Collect my laundry. Exchange two books for one at El Lectór bookshop. Visit a couple more hostels. Pay the outstanding fee for the forthcoming jungle trip at the BBVA bank. Call my housemates again; we’re having to look for a new place to live, and it seems that the only places available for four people are way out of central Cambridge; the whole thing is stressing me out, and no doubt my housemates as well.

Go check out the local market; rumours about that it’s dangerous for tourists, but it’s all a matter of perspective. As long as you leave your gold jewellery and expensive camera behind, no one’s going to hassle you or slash your bag. I love produce markets and this is an excellent one. I wander through the rows of bright fruit, smelly chunks of meat, little eateries serving fresh juices, ceviche, grilled chunks of pork, taking in the smells, the clamour, the wandering minstrels and beggars, a weird man in African robes with a necklace made of teeth and a small skull. Not only do I not get mugged, raped or murdered, but soon I’m the proud owner of a very unhygienic-looking cheese; I’m sure it’s delicious once I scrape off the top layer. Gotta recommend this as a top spot for cheap eats and very local atmosphere.

Lunch at Cevichería Fory Fay. I’m such a creature of habit! I really feel at home in Arequipa and realise that the city’s frenetic energy reminds me of Mexico City – rough around the edges, but with an atmosphere that really grows on you.

Catch a taxi to the main bus terminals – the Terrapuerto and the Terminal Terrestre. Check out bus timetables. Have my extra bit of luggage wrapped in clingfilm and put it on a bus to Lima, to be received by my friend Mike. There seem to be lots of night buses, but unfortunately, each guidebook speaks of fatal accidents, robberies, holdups and assaults, so I’ll have to find out for sure whether it’s a good idea or not, whether there have been any improvements in the last couple of years. I just hate wasting time when I could be travelling.

Though my bus ticket to Puno is super cheap (15 soles for a six-hour ride), I actually have to pay departure tax – it’s just one of those Peruvian anomalies. I find out what an Economico bus is, as opposed to a semi-cama or cama; it means that there’s no air-con or heating, so first we’re roasting in the afternoon sun, and then freezing in the evening as it climbs to an altitude of 3,800m. There are also no toilets on board, but hey – if you need to go, the whole highway is your bathroom! The bus stops in the middle of nowhere and a bunch of people pile out to stand or squat by the side of the road. For women, wearing a skirt is handy. The driving is a bit alarming as well; our driver plays chicken with other road users, often driving on the wrong side until literally the last second, overtaking, undertaking, and sometimes forcing smaller vehicles coming towards us onto the hard shoulder to avoid us. I have a prime seat for this – top, front row. I wonder why no one’s claimed them; in Chile, those would be the first to go.

┄┄┄┄┄┄

- Exercises to complete:
(a) In the travel diary, change "cheese" to "sausage" and give the passage from "Go check out" to "very local atmosphere." with that change.
(b) Please write what comes next in the travel diary, starting after its last sentence.
The listing plays no part in this.

- Given information:
┄┄┄┄┄┄

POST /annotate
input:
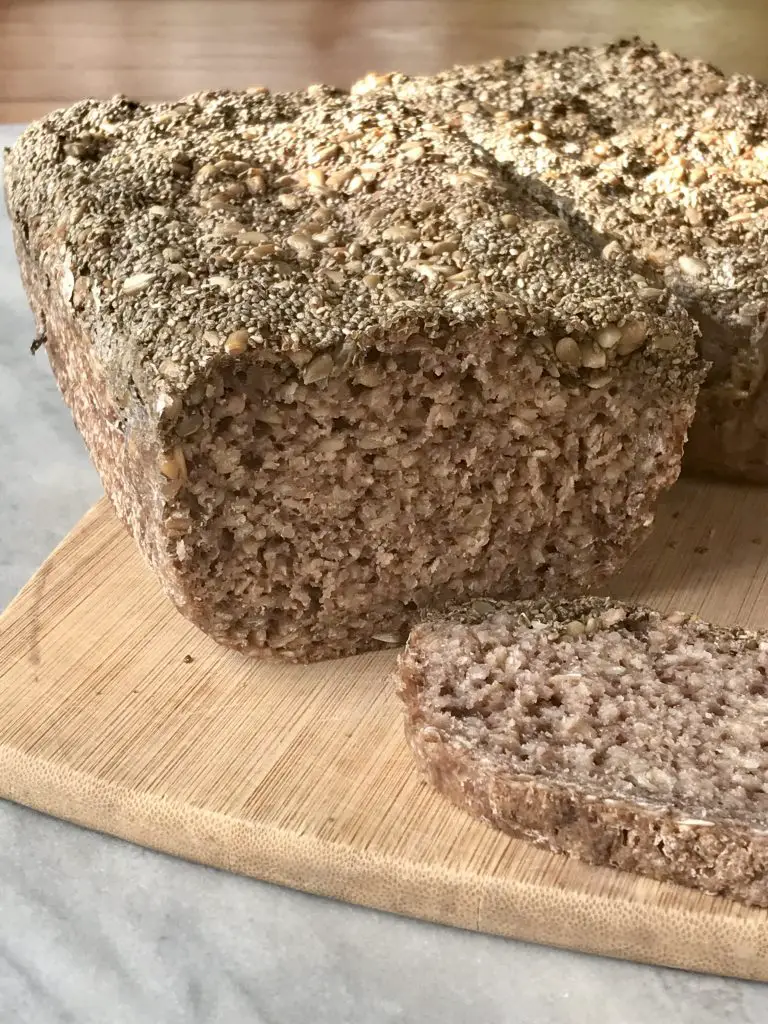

┄┄┄┄┄┄

- Responses by task:
(a)
Go check out the local market; rumours about that it’s dangerous for tourists, but it’s all a matter of perspective. As long as you leave your gold jewellery and expensive camera behind, no one’s going to hassle you or slash your bag. I love produce markets and this is an excellent one. I wander through the rows of bright fruit, smelly chunks of meat, little eateries serving fresh juices, ceviche, grilled chunks of pork, taking in the smells, the clamour, the wandering minstrels and beggars, a weird man in African robes with a necklace made of teeth and a small skull. Not only do I not get mugged, raped or murdered, but soon I’m the proud owner of a very unhygienic-looking sausage; I’m sure it’s delicious once I scrape off the top layer. Gotta recommend this as a top spot for cheap eats and very local atmosphere.

(b)
Spend much of the ride planning my day-and-a-bit in Puno, having been here before and having pumped my tour leader friends for up-to-date info and tips. Really get into “The Runner”; the main character who doesn’t care about most things reminds me of an old friend of mine.

It’s dark and cold by the time we pull into Puno and when checking out bus departures, I spot something of great interest: one of the bus companies seems to be offering trips to Puerto Maldonado, the town in the jungle that I need to get to, which I thought was only reachable by plane or by truck due to hideous roads; maybe they’ve fixed them up…Will find out for sure tomorrow.

The taxi driver is very courteous; he welcomes me to Puno, gives me tips on what to see and even waits by the entrance to my guesthouse to make sure I get in okay.

Dinner is great pizza at Machupizza – a cosy little warren of an establishment, decorated with wall hangings akin to those that I bought on the floating islands last time I was here. The pizza comes with spicy salsa and some kind of garlic sauce and it’s the cheapest meal I’ve had in Peru so far, as well as one of the best. Peruvians do pizza better than Chileans, I have to say…

Not feeling the altitude too much; get a bit breathless running up the stairs and have the hint of a dull headache, but that’s about it.

Very full day tomorrow.

Thursday, 20 May 2010

Day 43 - Arequipa and onwards to Puno.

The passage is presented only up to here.